Task objective
Keep the pictures out of your copy. Transcribe the records below exactly.

(Data items)
Start of Block
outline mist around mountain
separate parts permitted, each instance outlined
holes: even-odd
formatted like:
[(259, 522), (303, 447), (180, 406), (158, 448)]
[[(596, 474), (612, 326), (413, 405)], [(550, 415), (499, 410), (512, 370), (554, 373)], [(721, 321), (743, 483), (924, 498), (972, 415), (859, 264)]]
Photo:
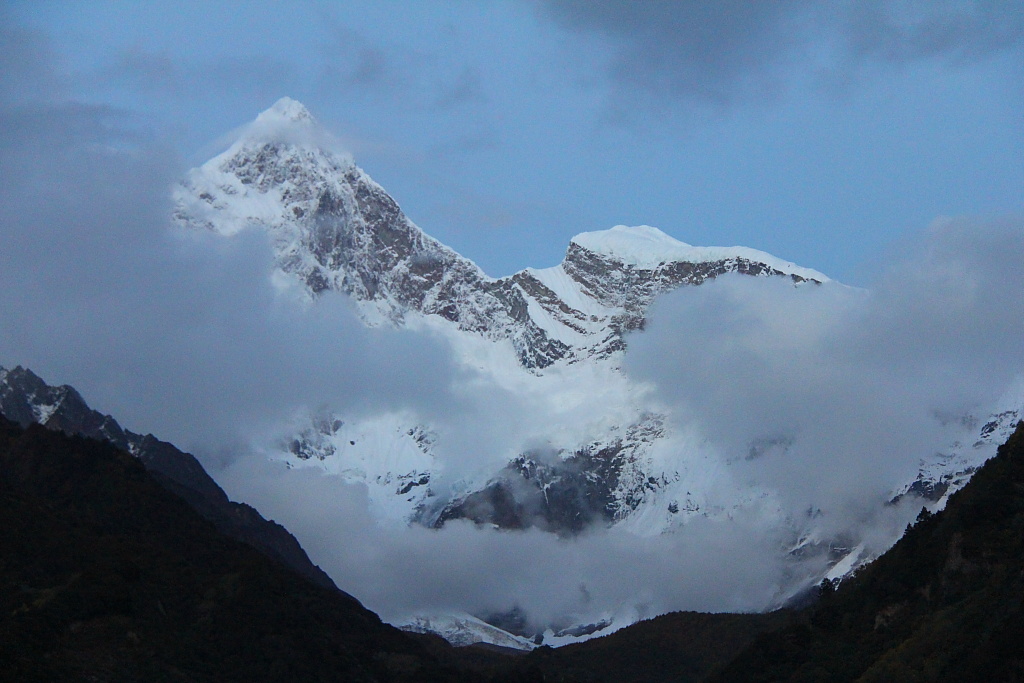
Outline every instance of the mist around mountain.
[[(1024, 676), (1024, 425), (945, 509), (815, 604), (664, 615), (531, 653), (547, 680), (1017, 681)], [(560, 678), (564, 677), (564, 678)]]
[(810, 607), (668, 614), (513, 655), (399, 632), (226, 538), (108, 441), (0, 417), (0, 661), (24, 681), (1018, 680), (1022, 487), (1019, 426)]
[(715, 681), (1024, 677), (1024, 427), (885, 555)]
[[(778, 604), (888, 547), (923, 504), (908, 492), (965, 481), (1024, 366), (1014, 219), (937, 221), (867, 291), (643, 227), (493, 278), (344, 156), (330, 188), (278, 201), (303, 189), (284, 171), (333, 168), (305, 163), (316, 136), (262, 141), (221, 183), (236, 194), (218, 191), (290, 211), (278, 232), (301, 239), (282, 242), (256, 221), (169, 226), (182, 177), (208, 214), (231, 207), (95, 111), (33, 121), (0, 159), (4, 364), (195, 453), (389, 621), (527, 614), (528, 635), (559, 642), (609, 619)], [(638, 243), (695, 259), (641, 267)], [(311, 293), (319, 277), (338, 288)]]

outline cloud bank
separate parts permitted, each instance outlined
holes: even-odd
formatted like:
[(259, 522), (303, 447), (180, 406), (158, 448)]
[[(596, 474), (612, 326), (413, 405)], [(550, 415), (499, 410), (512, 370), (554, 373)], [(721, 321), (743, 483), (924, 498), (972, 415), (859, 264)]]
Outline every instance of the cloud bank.
[(789, 513), (848, 516), (1024, 372), (1022, 276), (1024, 222), (940, 220), (870, 290), (731, 276), (666, 295), (625, 367)]

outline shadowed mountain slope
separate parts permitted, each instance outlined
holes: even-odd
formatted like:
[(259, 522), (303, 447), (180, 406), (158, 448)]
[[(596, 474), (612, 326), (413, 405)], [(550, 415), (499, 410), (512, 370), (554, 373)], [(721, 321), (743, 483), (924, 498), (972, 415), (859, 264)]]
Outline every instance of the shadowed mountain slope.
[(6, 680), (467, 680), (109, 443), (0, 418), (0, 528)]
[(945, 510), (715, 681), (1024, 680), (1024, 425)]
[(248, 543), (314, 583), (336, 588), (287, 529), (264, 519), (252, 506), (229, 500), (191, 453), (152, 434), (142, 436), (123, 429), (110, 415), (90, 408), (74, 387), (51, 386), (20, 365), (12, 370), (0, 367), (0, 415), (22, 427), (38, 423), (65, 434), (107, 441), (131, 453), (164, 488), (184, 498), (221, 532)]

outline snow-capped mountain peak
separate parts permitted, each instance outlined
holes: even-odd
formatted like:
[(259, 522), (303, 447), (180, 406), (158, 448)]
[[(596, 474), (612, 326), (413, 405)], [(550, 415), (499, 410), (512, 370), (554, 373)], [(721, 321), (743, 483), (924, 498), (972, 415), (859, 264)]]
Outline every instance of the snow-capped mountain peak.
[(340, 154), (351, 162), (338, 141), (313, 118), (305, 105), (290, 97), (282, 97), (255, 120), (243, 126), (232, 150), (246, 145), (285, 144), (321, 149)]
[(314, 122), (313, 115), (306, 109), (306, 105), (302, 104), (298, 100), (293, 100), (290, 97), (282, 97), (277, 102), (267, 109), (259, 116), (256, 117), (256, 121), (269, 121), (284, 119), (287, 121), (296, 122)]
[(650, 226), (573, 238), (555, 268), (488, 277), (428, 236), (299, 102), (278, 100), (175, 192), (180, 223), (229, 236), (265, 229), (281, 271), (316, 296), (350, 295), (369, 324), (427, 324), (508, 345), (519, 365), (607, 358), (659, 294), (737, 272), (824, 282), (741, 247), (692, 247)]
[(799, 275), (805, 280), (826, 282), (824, 274), (803, 268), (771, 254), (748, 247), (694, 247), (666, 235), (649, 225), (616, 225), (608, 230), (583, 232), (572, 238), (571, 244), (592, 253), (619, 261), (636, 269), (654, 270), (674, 262), (710, 263), (745, 259), (763, 263), (787, 275)]
[[(368, 324), (428, 328), (451, 342), (473, 381), (493, 382), (530, 407), (528, 429), (503, 439), (499, 452), (481, 448), (488, 464), (460, 463), (458, 473), (446, 451), (450, 431), (413, 413), (359, 417), (327, 406), (300, 416), (287, 439), (267, 447), (292, 467), (365, 484), (375, 515), (563, 535), (605, 524), (648, 535), (756, 508), (766, 523), (792, 532), (791, 554), (808, 567), (827, 561), (839, 576), (870, 559), (858, 539), (833, 543), (816, 517), (788, 517), (770, 490), (734, 480), (731, 461), (710, 453), (699, 430), (661, 414), (665, 408), (621, 370), (627, 333), (643, 328), (666, 292), (728, 274), (810, 288), (829, 280), (822, 273), (755, 249), (692, 246), (655, 227), (617, 225), (576, 235), (554, 267), (492, 278), (409, 220), (289, 98), (191, 171), (175, 202), (187, 228), (226, 237), (249, 226), (265, 230), (279, 273), (311, 300), (342, 292)], [(1020, 414), (993, 418), (979, 443)], [(985, 450), (970, 449), (971, 458)], [(960, 451), (967, 448), (922, 463), (919, 482), (896, 493), (927, 498), (954, 487), (973, 471)], [(821, 575), (805, 578), (813, 584)], [(803, 580), (794, 575), (791, 583)], [(419, 625), (451, 638), (479, 631), (465, 619), (439, 624)]]

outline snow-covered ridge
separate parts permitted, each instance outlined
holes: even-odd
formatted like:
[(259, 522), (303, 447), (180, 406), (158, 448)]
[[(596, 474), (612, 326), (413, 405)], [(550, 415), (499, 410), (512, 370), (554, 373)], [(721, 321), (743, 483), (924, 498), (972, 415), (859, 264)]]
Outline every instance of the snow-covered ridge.
[(424, 233), (337, 149), (299, 102), (282, 98), (175, 191), (175, 217), (225, 236), (257, 226), (278, 267), (311, 296), (350, 295), (368, 324), (427, 324), (507, 344), (523, 367), (608, 358), (660, 294), (738, 272), (824, 282), (742, 247), (692, 247), (657, 228), (577, 235), (563, 263), (488, 277)]
[(608, 230), (582, 232), (571, 240), (584, 249), (611, 257), (626, 265), (643, 270), (654, 270), (666, 263), (685, 261), (687, 263), (710, 263), (730, 259), (746, 259), (763, 263), (789, 275), (799, 275), (806, 280), (827, 282), (829, 278), (811, 268), (776, 258), (771, 254), (749, 247), (694, 247), (666, 235), (649, 225), (616, 225)]

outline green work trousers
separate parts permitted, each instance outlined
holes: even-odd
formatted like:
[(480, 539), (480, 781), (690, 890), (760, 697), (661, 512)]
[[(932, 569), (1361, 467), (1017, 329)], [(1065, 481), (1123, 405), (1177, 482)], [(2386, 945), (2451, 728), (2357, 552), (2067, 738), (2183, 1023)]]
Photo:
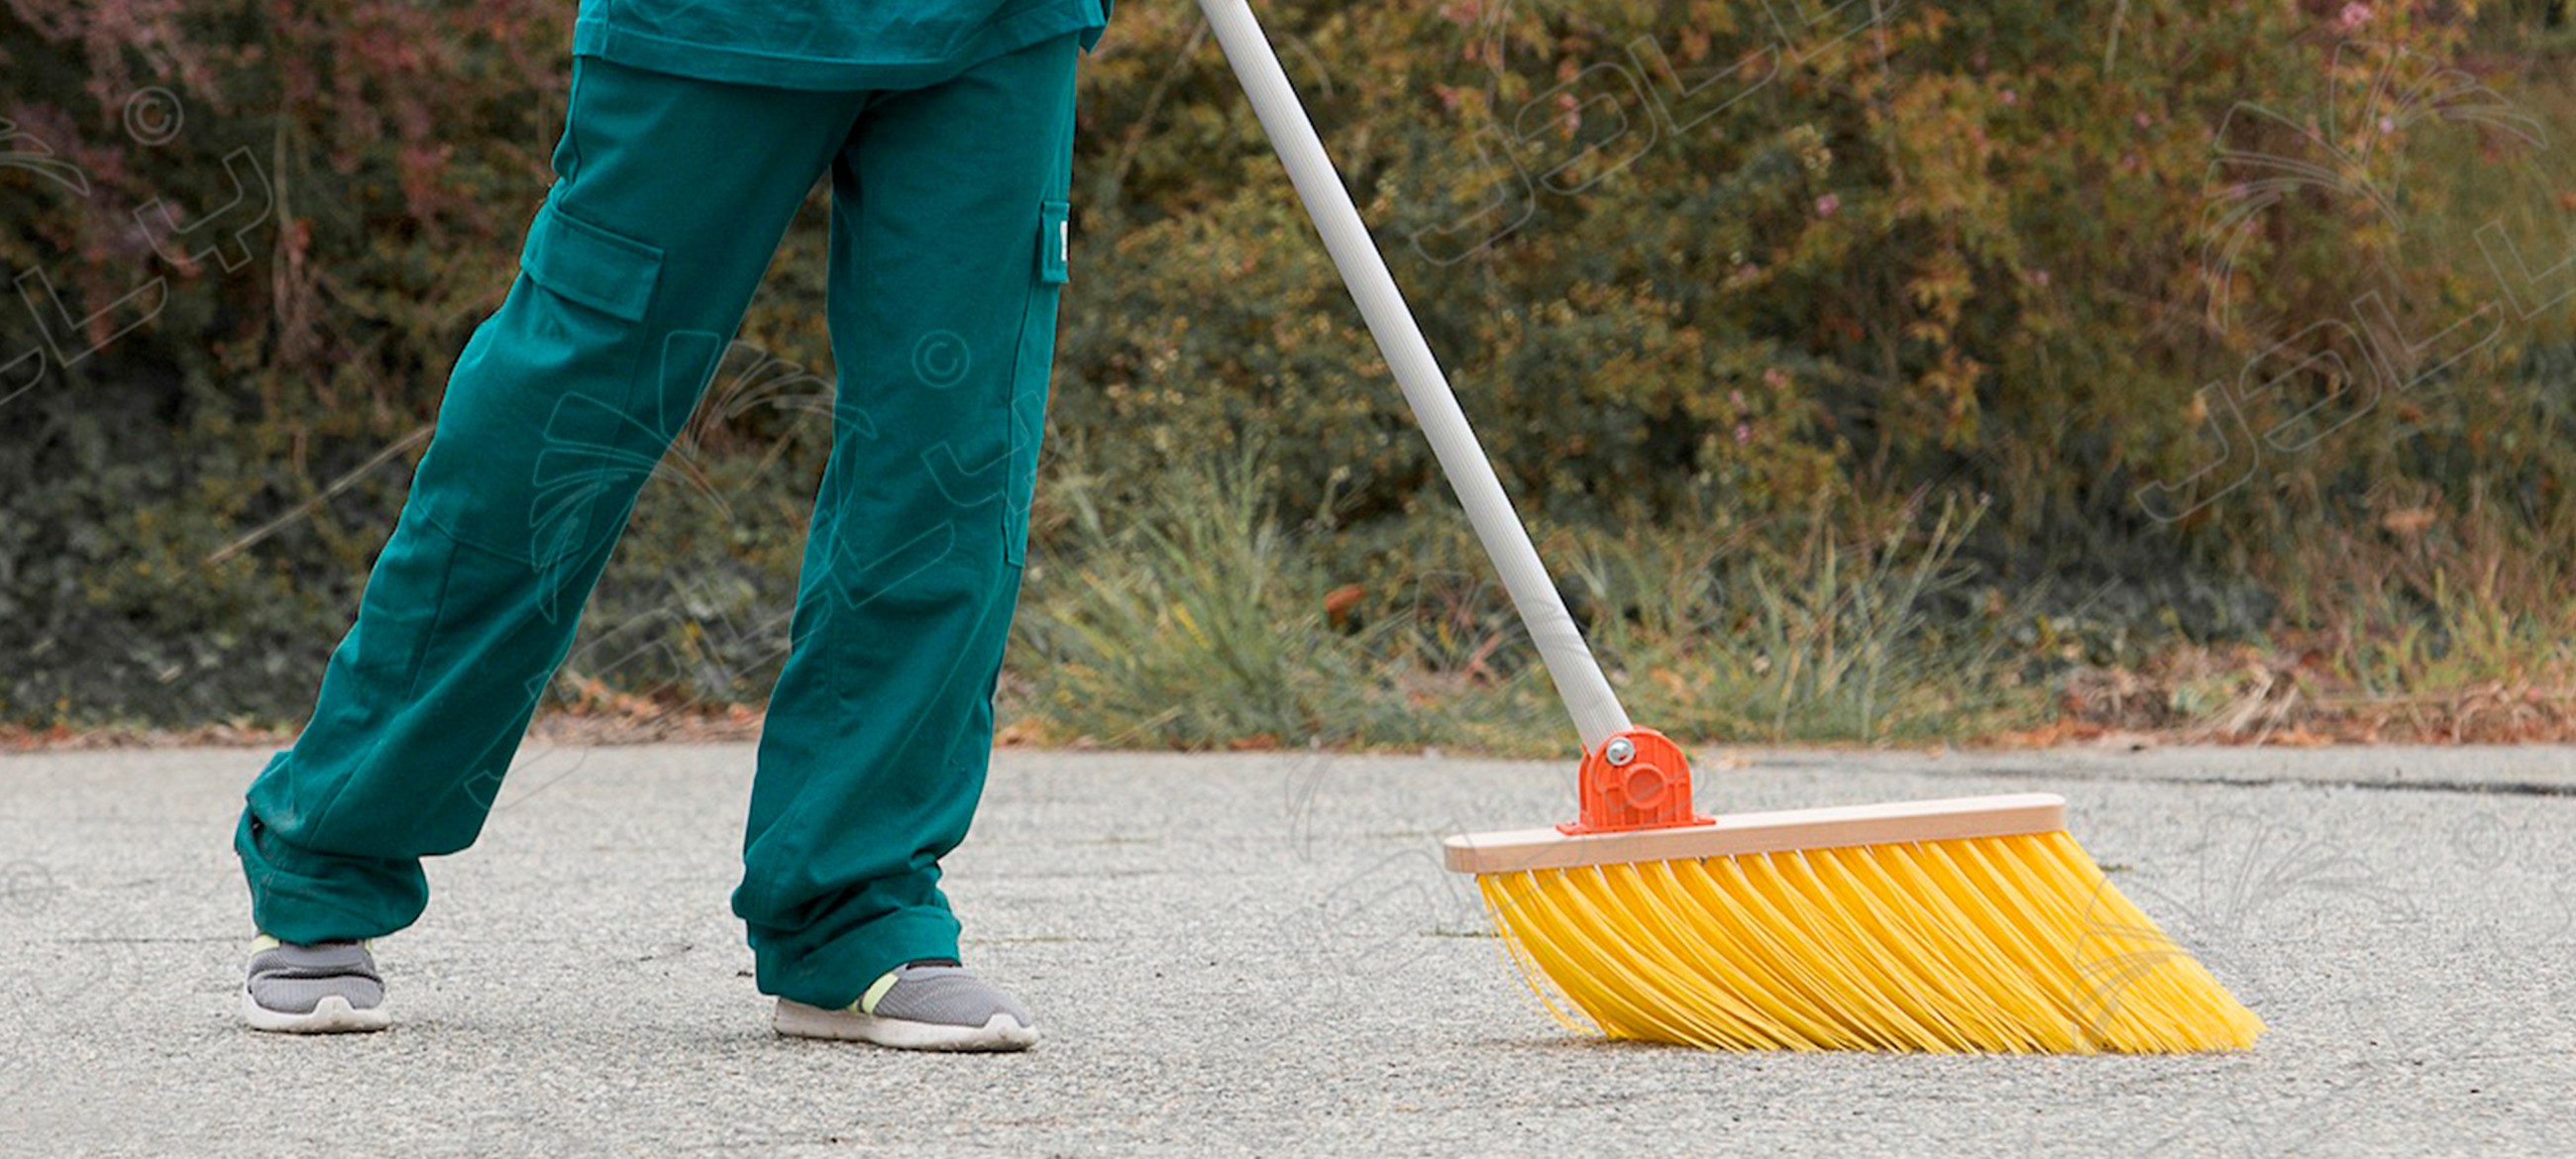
End of Block
Answer to this task
outline mist around mountain
separate parts permitted, each instance outlined
holes: even-odd
formatted like:
[(259, 522), (303, 447), (180, 406), (158, 448)]
[[(596, 474), (612, 326), (413, 405)], [(550, 415), (499, 410), (512, 370), (554, 373)], [(721, 321), (743, 483), (924, 498), (972, 415), (859, 264)]]
Photo:
Outline every instance of the mist around mountain.
[[(1024, 676), (1024, 425), (945, 509), (815, 604), (664, 615), (531, 653), (547, 680), (1017, 681)], [(560, 678), (564, 677), (564, 678)]]
[(810, 607), (668, 614), (513, 655), (399, 632), (226, 538), (108, 441), (0, 417), (0, 661), (24, 681), (1018, 680), (1022, 487), (1019, 426)]
[(715, 681), (1024, 677), (1024, 427), (885, 555)]
[[(778, 604), (888, 547), (923, 504), (908, 492), (965, 481), (1024, 366), (1014, 219), (937, 221), (867, 291), (643, 227), (493, 278), (344, 156), (330, 188), (278, 201), (303, 189), (284, 171), (333, 168), (305, 163), (316, 136), (262, 141), (221, 183), (236, 194), (218, 191), (290, 211), (278, 232), (301, 239), (282, 242), (256, 221), (169, 226), (182, 177), (208, 214), (231, 207), (95, 111), (33, 121), (0, 159), (4, 364), (195, 453), (389, 621), (527, 614), (528, 635), (559, 642), (609, 619)], [(638, 243), (695, 259), (641, 267)], [(311, 293), (319, 277), (338, 288)]]

outline cloud bank
separate parts permitted, each instance outlined
holes: even-odd
formatted like:
[(259, 522), (303, 447), (180, 406), (158, 448)]
[[(596, 474), (612, 326), (413, 405)], [(550, 415), (499, 410), (512, 370), (554, 373)], [(721, 321), (743, 483), (924, 498), (972, 415), (859, 264)]]
Outline every instance of the cloud bank.
[(789, 513), (848, 516), (1024, 372), (1022, 276), (1024, 222), (940, 220), (870, 290), (731, 276), (666, 295), (625, 367)]

outline shadowed mountain slope
separate parts permitted, each instance outlined
holes: even-odd
formatted like:
[(259, 522), (303, 447), (180, 406), (158, 448)]
[[(596, 474), (612, 326), (413, 405)], [(550, 415), (499, 410), (512, 370), (554, 373)], [(721, 321), (743, 483), (924, 498), (972, 415), (859, 264)]]
Outline every instance of the shadowed mountain slope.
[(6, 680), (467, 680), (109, 443), (0, 418), (0, 528)]
[(945, 510), (715, 681), (1024, 680), (1024, 425)]
[(248, 543), (314, 583), (336, 588), (287, 529), (264, 519), (252, 506), (229, 500), (191, 453), (152, 434), (142, 436), (123, 429), (110, 415), (90, 408), (74, 387), (51, 386), (20, 365), (12, 370), (0, 367), (0, 415), (22, 427), (38, 423), (65, 434), (107, 441), (131, 453), (164, 488), (184, 498), (221, 532)]

outline snow-capped mountain peak
separate parts permitted, each instance outlined
holes: even-odd
formatted like:
[(259, 522), (303, 447), (180, 406), (158, 448)]
[[(596, 474), (612, 326), (413, 405)], [(550, 415), (499, 410), (512, 370), (554, 373)], [(721, 321), (743, 483), (924, 498), (972, 415), (859, 264)]]
Outline every instance of the snow-capped mountain peak.
[(340, 154), (351, 162), (338, 141), (313, 118), (305, 105), (290, 97), (282, 97), (255, 120), (243, 126), (232, 150), (246, 145), (285, 144), (321, 149)]
[(314, 122), (313, 115), (306, 109), (306, 105), (302, 104), (298, 100), (293, 100), (290, 97), (282, 97), (277, 102), (267, 109), (259, 116), (256, 117), (256, 121), (269, 121), (284, 119), (287, 121), (296, 122)]
[(650, 226), (573, 238), (555, 268), (488, 277), (428, 236), (299, 102), (278, 100), (175, 192), (180, 223), (229, 236), (265, 229), (281, 271), (316, 296), (350, 295), (369, 324), (427, 324), (508, 345), (519, 365), (607, 358), (659, 294), (737, 272), (824, 282), (741, 247), (692, 247)]
[(799, 275), (805, 280), (826, 282), (824, 274), (803, 268), (771, 254), (748, 247), (694, 247), (666, 235), (649, 225), (616, 225), (608, 230), (583, 232), (572, 238), (571, 244), (592, 253), (619, 261), (636, 269), (654, 270), (674, 262), (710, 263), (745, 259), (763, 263), (787, 275)]
[[(368, 324), (428, 328), (451, 342), (473, 381), (493, 382), (530, 407), (528, 429), (503, 439), (499, 452), (481, 448), (488, 464), (460, 463), (458, 473), (446, 451), (450, 431), (413, 413), (359, 417), (327, 406), (300, 416), (287, 439), (267, 447), (292, 467), (365, 484), (375, 515), (563, 535), (605, 524), (648, 535), (756, 508), (766, 523), (792, 532), (791, 554), (808, 567), (827, 561), (839, 576), (870, 559), (858, 539), (833, 543), (816, 517), (788, 517), (770, 490), (734, 480), (731, 461), (710, 453), (699, 430), (661, 414), (665, 408), (621, 370), (627, 333), (643, 328), (666, 292), (728, 274), (810, 288), (829, 280), (822, 273), (755, 249), (692, 246), (655, 227), (617, 225), (576, 235), (554, 267), (492, 278), (409, 220), (289, 98), (191, 171), (175, 202), (187, 228), (226, 237), (249, 226), (265, 230), (279, 273), (311, 300), (342, 292)], [(1020, 414), (993, 418), (979, 443)], [(985, 450), (970, 449), (971, 458)], [(960, 451), (967, 448), (922, 463), (919, 482), (896, 493), (927, 498), (954, 487), (973, 471)], [(821, 575), (805, 578), (813, 584)], [(803, 580), (794, 575), (791, 583)], [(419, 625), (451, 638), (479, 631), (465, 619), (439, 624)]]

outline snow-covered ridge
separate parts permitted, each instance outlined
holes: even-odd
formatted like:
[(259, 522), (303, 447), (180, 406), (158, 448)]
[[(596, 474), (612, 326), (413, 405)], [(550, 415), (499, 410), (512, 370), (554, 373)], [(721, 321), (743, 483), (924, 498), (972, 415), (859, 264)]]
Outline every instance of the snow-covered ridge.
[(424, 233), (337, 149), (299, 102), (282, 98), (175, 191), (175, 217), (225, 236), (257, 226), (278, 267), (311, 296), (350, 295), (368, 324), (427, 324), (507, 344), (523, 367), (608, 358), (660, 294), (738, 272), (824, 282), (742, 247), (692, 247), (657, 228), (577, 235), (563, 263), (488, 277)]
[(608, 230), (582, 232), (571, 240), (584, 249), (611, 257), (626, 265), (643, 270), (654, 270), (666, 263), (685, 261), (687, 263), (710, 263), (730, 259), (746, 259), (763, 263), (789, 275), (799, 275), (806, 280), (827, 282), (829, 278), (811, 268), (776, 258), (771, 254), (749, 247), (694, 247), (666, 235), (649, 225), (616, 225)]

outline green work trousers
separate parts permitted, each instance outlined
holes: even-odd
formatted like:
[(480, 539), (480, 781), (690, 890), (760, 697), (661, 512)]
[[(932, 569), (1361, 467), (1017, 329)], [(1065, 481), (1123, 405), (1177, 482)], [(2386, 945), (2451, 728), (2357, 552), (2067, 738), (2183, 1023)]]
Photo:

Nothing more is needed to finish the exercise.